## Task brief:
Carry on the first-person piece below that counts down the years to turning 30, beginning right after its final sentence.

## Extracted text:
┄┄┄┄┄┄┄┄┄┄
I’m 15…I feel sad and trapped, in my home, in my school, with my family and my friends, and in my relationship…like I don’t belong…in 15 years I’ll be 30.
I’m 18…I’m finally an adult…I feel free…I’m no longer in school, is this what life is about? I’m inlove I think, no one can tell me what to do!….in 12 years I’ll be 30.
I’m 21…life is odd…I met this man at this new years eve party but I’m pregnant with a little girl and her father in my middle school sweetheart…this will fix us right? This will make our relationship last right? I can’t wait to be a mom, I can’t wait to see him be a dad. This will fix us right?……in 9 years I’ll be 30.
I’m 24…it’s 2020, covid has made the world go crazy. I’m a mom now and I’m married to my middle school sweetheart but he’s mean to me. He drinks all the time, I think he’s cheating on me and has for a very long time….why can’t I stop thinking of that man I met at that New Year’s Eve party when I was 21? I should meet up with him, I talk to him all the time.. what would it hurt? My husband doesn’t notice me, he never has…..in 6 years I’ll be 30…I hope life gets better.
┄┄┄┄┄┄┄┄┄┄
## Data for review:
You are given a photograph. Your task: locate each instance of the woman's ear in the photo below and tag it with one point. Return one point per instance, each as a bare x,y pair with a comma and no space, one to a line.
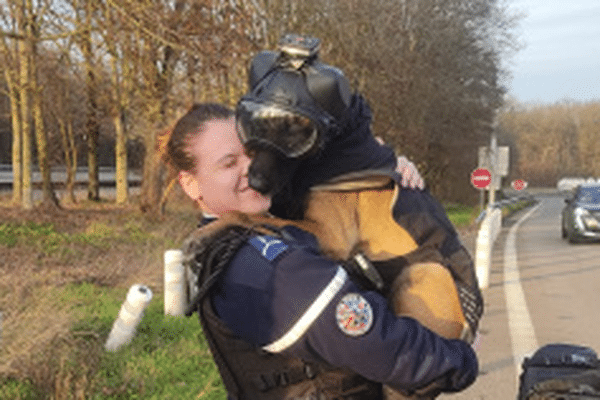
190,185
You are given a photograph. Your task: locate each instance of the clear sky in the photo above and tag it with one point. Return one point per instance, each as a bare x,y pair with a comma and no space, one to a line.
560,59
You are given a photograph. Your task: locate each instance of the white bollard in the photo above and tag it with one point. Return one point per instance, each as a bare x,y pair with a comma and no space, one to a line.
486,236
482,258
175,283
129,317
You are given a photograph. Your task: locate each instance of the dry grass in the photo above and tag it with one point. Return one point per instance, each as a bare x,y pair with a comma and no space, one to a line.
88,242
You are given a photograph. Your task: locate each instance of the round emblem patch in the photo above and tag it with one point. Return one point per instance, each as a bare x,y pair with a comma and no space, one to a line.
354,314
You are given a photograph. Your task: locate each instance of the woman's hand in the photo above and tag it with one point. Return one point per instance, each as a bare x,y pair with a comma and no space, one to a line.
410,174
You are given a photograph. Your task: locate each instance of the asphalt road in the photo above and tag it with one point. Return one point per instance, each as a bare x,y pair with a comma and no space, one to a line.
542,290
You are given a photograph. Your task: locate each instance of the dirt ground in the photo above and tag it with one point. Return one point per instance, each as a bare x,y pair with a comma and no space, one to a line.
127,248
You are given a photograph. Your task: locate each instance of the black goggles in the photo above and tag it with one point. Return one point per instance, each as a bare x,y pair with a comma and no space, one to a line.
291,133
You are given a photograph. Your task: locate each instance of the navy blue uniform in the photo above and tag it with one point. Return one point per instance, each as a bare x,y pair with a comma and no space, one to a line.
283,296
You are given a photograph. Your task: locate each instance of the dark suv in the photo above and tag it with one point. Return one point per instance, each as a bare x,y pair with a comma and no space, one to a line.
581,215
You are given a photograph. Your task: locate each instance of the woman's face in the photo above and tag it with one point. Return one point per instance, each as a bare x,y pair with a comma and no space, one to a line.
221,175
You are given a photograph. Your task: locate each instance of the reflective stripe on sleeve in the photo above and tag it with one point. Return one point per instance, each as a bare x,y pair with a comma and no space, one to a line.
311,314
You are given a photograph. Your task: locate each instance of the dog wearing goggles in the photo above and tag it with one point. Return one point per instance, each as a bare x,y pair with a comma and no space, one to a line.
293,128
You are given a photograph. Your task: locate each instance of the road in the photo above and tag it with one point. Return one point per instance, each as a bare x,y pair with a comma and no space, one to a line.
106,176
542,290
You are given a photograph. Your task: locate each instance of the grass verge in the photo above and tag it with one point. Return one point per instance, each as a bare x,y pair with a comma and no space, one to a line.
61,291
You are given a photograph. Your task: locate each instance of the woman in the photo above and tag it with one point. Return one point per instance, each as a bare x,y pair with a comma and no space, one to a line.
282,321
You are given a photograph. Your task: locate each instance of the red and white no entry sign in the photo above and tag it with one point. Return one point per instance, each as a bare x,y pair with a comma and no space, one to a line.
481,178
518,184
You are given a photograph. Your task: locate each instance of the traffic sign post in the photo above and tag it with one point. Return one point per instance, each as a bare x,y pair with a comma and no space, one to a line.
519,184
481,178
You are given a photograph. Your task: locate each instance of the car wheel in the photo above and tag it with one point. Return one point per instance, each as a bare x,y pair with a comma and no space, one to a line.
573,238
┄┄┄┄┄┄┄┄┄┄
## Result below:
I’m 26 now…I had a son…we almost died when I had him. My husband acted like he cared but I don’t think he did. His drinking is so bad, I think I’m gonna end this 14 year relationship. I can’t stop thinking of that man I met at that New Year’s Eve party. I did meet up with him in 2020, and yet it’s 2022 and I can’t stop thinking about him…..I left my marriage, it was getting toxic, mentally and physically abusive. But im talking to that man….in 4 years I’ll be 30.
Now I’m 28….life is pretty great, at the end of this year I’ll be 29. I left that toxic marriage, and I’m in a relationship with that guy…I’m also pregnant with his daughter. I’m so happy I’m so inlove, my kids are happy and they love him…despite everything I have been through, I didn’t think I’d make this far…I didn’t think I’d be this happy…I feel like I finally belong, I feel at peace and safe in my home….this is what life is about….hey y’all I’m almost 30.